- [Study questions]:
**1.** In the membrane biofouling article, rewrite the paragraph beginning "The use of membrane technology" as a short bulleted list that keeps its main facts.
**2.** According to the membrane biofouling article, what share of membrane fouling issues in nanofiltration and reverse osmosis systems is in part caused by biofouling?
**3.** Proceed with the membrane biofouling article, writing what comes after its final sentence.

- [Document segment]:
How UV technology can minimize membrane biofouling
By Brian Grochowski
The use of membrane technology is common practice within the food, beverage and pharmaceutical industries. Membrane systems play an important role in purifying water, ingredient water, water reuse and recycling. While these systems are very reliable and produce consistent results, correct maintenance and monitoring of the membranes is essential to ensure optimal results. Membrane biofouling can cause many issues and it is critical that system monitoring is performed and pre-treatment technologies are applied to mitigate them before they have an impact on a customer’s process downstream.
A comprehensive article entitled “Biofouling of Water Treatment Membranes: A Review of the Underlying Causes, Monitoring Techniques and Control Measures” published in the 2012 Membranes journal discusses this problem in more detail and notes that biofouling can result in the following issues:
• Reduction in membrane flux
• Higher feed and differential pressure may be required to maintain the same performance as non-fouled membranes
• Membrane degradation and membrane lifetime can suffer
• Reduced quality and consistency of the water passing through the membranes
• Higher energy and higher pressures may be required to overcome the flux decline
According to the article, nearly 50% of membrane fouling issues in nanofiltration and reverse osmosis systems are in part caused by biofouling.

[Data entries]

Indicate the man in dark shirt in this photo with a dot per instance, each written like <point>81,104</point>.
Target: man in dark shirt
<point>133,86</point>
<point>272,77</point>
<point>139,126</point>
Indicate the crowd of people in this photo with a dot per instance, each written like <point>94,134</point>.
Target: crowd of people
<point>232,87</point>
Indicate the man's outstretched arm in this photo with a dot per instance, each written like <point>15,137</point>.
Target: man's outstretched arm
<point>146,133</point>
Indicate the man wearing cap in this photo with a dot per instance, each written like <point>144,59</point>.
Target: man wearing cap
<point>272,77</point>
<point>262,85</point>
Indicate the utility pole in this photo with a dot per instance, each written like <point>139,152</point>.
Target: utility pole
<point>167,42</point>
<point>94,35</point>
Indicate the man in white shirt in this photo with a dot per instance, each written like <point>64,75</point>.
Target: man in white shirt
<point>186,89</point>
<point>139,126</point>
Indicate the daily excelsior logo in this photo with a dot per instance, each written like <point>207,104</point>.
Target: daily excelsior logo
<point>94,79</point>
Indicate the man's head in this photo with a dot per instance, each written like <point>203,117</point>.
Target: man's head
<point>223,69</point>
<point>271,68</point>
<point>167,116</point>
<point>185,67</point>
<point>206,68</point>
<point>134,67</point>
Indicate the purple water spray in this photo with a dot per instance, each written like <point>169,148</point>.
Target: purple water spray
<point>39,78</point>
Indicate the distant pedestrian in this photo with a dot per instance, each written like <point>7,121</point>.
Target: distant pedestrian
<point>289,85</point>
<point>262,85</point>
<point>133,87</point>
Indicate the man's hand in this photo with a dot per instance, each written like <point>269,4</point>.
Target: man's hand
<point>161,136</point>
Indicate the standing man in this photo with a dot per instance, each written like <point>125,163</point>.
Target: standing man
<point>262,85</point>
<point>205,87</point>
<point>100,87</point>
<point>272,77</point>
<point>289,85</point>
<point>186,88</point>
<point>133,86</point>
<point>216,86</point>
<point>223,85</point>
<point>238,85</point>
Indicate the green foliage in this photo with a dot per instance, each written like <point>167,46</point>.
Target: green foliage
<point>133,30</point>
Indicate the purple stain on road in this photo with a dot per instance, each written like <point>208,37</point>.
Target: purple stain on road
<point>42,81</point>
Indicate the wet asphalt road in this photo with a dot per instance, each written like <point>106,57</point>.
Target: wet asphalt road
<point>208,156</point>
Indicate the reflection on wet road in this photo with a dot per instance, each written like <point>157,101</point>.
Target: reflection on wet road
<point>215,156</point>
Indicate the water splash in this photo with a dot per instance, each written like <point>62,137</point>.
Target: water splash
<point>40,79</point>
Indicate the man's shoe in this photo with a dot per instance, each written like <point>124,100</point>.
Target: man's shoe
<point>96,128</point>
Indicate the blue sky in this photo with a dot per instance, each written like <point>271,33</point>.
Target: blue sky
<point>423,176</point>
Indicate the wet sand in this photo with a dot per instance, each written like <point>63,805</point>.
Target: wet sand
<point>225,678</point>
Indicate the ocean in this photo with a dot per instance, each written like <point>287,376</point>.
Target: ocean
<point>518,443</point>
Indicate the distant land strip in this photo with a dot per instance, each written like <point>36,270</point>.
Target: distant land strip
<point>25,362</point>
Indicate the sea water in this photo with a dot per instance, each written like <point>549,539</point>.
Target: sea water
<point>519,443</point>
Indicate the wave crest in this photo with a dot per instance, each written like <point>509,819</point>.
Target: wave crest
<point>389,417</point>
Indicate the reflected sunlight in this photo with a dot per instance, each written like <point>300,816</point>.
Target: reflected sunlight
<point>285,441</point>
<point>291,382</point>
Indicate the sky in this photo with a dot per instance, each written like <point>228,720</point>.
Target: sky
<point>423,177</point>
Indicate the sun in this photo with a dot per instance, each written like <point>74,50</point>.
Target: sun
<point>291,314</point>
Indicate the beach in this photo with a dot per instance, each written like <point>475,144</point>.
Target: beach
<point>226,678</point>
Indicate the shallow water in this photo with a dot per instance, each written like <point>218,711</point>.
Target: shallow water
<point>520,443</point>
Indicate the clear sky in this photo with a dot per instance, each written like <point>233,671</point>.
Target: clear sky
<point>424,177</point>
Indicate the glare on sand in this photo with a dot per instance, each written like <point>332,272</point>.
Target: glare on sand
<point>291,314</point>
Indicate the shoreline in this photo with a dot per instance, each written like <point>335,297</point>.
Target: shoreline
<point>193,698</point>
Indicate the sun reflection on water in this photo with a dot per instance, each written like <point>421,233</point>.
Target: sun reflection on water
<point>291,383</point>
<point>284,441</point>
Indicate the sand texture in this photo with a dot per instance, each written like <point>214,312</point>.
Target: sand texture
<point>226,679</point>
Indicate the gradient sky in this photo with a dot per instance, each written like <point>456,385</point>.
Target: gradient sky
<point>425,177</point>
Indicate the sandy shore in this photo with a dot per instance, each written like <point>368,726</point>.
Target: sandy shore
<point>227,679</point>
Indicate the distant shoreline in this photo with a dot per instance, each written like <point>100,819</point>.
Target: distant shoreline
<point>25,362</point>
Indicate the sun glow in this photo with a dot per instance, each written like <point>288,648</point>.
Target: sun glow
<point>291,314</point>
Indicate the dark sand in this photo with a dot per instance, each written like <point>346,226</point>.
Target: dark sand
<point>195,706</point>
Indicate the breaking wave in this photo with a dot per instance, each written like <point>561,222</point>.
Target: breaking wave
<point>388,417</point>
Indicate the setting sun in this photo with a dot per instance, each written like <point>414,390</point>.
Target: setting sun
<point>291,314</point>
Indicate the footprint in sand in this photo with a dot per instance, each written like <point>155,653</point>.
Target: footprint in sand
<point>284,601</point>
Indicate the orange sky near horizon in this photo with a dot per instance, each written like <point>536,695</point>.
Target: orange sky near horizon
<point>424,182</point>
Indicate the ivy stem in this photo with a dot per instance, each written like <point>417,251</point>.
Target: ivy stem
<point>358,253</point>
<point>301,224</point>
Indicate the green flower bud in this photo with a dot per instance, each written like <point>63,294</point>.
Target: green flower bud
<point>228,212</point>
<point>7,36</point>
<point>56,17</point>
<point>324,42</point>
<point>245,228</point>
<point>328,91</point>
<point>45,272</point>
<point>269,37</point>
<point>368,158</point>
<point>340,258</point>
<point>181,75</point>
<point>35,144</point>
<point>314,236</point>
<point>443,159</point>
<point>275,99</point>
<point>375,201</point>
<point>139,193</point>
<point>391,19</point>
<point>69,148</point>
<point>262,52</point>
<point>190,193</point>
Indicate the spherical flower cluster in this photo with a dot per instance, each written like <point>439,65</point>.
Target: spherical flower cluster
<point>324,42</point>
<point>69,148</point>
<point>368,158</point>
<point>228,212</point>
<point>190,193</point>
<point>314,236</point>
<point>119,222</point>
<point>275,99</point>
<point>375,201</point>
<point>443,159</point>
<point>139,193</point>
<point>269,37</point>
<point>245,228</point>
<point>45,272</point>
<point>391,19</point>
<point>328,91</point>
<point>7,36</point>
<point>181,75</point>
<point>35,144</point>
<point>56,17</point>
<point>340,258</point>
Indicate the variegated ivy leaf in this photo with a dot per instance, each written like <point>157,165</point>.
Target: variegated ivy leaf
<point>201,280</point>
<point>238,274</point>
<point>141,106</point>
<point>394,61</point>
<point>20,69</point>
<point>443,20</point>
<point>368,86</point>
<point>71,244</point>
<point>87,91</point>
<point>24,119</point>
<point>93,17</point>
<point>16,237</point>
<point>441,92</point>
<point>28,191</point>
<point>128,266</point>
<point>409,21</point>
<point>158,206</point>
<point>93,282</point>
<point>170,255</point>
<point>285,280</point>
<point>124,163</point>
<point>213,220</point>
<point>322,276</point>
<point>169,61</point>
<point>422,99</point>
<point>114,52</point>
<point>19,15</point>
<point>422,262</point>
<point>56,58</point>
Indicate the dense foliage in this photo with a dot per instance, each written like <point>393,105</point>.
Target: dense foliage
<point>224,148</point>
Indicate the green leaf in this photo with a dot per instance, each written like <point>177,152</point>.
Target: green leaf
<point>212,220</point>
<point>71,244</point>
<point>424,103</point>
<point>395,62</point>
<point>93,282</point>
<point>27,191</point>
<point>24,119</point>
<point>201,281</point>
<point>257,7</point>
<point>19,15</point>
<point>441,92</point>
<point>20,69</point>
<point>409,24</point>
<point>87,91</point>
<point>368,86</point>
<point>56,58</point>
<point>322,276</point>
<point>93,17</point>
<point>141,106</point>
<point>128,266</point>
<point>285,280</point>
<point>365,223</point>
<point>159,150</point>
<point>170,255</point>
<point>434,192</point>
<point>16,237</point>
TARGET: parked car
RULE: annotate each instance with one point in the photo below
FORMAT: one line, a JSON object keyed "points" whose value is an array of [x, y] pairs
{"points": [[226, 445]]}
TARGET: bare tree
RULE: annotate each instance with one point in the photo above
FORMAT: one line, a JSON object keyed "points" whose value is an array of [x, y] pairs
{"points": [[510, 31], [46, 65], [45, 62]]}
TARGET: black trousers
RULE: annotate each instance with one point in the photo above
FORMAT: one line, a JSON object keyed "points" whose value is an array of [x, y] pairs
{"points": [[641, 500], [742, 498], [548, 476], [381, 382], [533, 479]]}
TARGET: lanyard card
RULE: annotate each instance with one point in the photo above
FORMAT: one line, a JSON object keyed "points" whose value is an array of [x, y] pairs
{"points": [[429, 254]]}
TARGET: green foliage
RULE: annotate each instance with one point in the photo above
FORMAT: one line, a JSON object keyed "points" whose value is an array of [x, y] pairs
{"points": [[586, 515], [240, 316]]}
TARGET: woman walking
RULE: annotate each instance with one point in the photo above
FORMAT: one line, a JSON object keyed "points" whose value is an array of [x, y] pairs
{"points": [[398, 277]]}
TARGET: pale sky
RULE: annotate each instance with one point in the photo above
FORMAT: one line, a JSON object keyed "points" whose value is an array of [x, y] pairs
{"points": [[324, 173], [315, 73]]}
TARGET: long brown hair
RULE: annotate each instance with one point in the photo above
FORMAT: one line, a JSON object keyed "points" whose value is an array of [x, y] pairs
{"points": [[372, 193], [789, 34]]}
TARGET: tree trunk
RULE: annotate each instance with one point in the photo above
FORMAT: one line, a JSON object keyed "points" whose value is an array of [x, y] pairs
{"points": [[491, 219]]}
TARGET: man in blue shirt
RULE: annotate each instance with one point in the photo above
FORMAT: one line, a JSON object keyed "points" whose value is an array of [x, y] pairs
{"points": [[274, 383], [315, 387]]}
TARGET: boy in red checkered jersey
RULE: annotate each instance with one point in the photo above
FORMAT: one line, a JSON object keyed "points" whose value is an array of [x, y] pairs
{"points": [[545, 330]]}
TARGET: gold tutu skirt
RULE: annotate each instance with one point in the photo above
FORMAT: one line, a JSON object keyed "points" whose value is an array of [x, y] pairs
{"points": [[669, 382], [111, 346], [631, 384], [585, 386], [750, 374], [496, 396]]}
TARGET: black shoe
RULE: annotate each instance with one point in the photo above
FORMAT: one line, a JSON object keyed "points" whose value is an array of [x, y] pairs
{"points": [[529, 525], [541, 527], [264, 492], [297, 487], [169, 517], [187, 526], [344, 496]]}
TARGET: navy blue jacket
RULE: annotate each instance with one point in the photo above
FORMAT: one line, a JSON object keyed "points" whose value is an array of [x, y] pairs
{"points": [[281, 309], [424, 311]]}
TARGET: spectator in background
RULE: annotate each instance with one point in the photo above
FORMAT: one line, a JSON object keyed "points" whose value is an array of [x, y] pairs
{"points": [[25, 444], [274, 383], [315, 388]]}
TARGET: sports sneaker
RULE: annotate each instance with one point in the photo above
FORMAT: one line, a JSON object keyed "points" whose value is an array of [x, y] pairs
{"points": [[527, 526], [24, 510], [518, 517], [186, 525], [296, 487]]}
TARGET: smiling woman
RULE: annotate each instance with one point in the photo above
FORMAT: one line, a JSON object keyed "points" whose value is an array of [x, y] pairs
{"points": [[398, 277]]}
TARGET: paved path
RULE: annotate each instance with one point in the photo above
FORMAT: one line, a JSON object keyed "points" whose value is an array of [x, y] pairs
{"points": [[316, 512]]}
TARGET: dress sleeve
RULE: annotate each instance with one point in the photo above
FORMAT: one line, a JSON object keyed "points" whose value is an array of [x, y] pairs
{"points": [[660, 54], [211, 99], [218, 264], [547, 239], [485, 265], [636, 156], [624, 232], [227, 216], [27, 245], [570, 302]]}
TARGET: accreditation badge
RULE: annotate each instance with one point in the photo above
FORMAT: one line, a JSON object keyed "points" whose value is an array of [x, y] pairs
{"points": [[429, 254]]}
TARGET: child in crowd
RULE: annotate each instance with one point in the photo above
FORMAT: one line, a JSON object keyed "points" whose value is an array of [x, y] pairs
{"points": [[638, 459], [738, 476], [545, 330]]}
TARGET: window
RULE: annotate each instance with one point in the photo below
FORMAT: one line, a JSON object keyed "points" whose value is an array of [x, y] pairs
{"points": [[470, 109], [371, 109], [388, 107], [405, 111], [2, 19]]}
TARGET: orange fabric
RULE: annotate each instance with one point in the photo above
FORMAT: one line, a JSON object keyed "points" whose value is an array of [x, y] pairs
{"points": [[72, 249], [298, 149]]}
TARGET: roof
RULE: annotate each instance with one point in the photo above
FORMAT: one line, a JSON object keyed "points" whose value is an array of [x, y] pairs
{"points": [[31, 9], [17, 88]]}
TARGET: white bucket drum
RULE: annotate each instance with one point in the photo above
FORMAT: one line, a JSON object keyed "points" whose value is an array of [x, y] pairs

- [Answers for this exercise]:
**1.**
- Membrane technology is common in the food, beverage and pharmaceutical industries.
- Membrane systems are important for purifying water and ingredient water, and for water reuse and recycling.
- The systems are very reliable and give consistent results, but correct membrane maintenance and monitoring are essential for optimal results.
- Biofouling can cause many issues, so system monitoring and pre-treatment technologies are critical to mitigate them before they affect a customer's downstream process.

**2.** Nearly 50%.

**3.**
There are quite a lot of factors that influence how well organisms will adhere to a specific membrane, as can be seen in the table below:
To mitigate the risk of membrane biofouling, correct system monitoring is required. Some of the parameters that must be monitored include:
• ATP testing or microbial plating of the water and/or membrane surfaces
• TOC content of the water
• Pressure changes
• Salt concentrations post-filtration
Monitoring these parameters will improve early detection of membrane biofouling. Many food, beverage, and pharmaceutical facilities also implement pre-treatment technology that operates before the membrane systems. These help to minimize the bioburden, which in turn lessens the frequency and severity of membrane biofouling. Common pretreatment technologies include:
• UV disinfection
While both chlorination and ozonation are effective pretreatment techniques, residual chlorine and ozone must be removed from the water before it comes into contact with the membranes. Although many membranes now offer much greater chlorine resistance, oxidizers such as chlorine will still slowly degrade the membrane surface. In addition, chlorine and ozone are both known to create byproducts that may be unwanted in the downstream process. This is especially true of water that is used as an ingredient. Within the bottled water industry, ozone is often a concern due to the formation of bromates. When chlorination is used, byproducts may include NDMA, THM’s, and HAA’s, which are all suspected carcinogens and unwanted, particularly in the beverage industry.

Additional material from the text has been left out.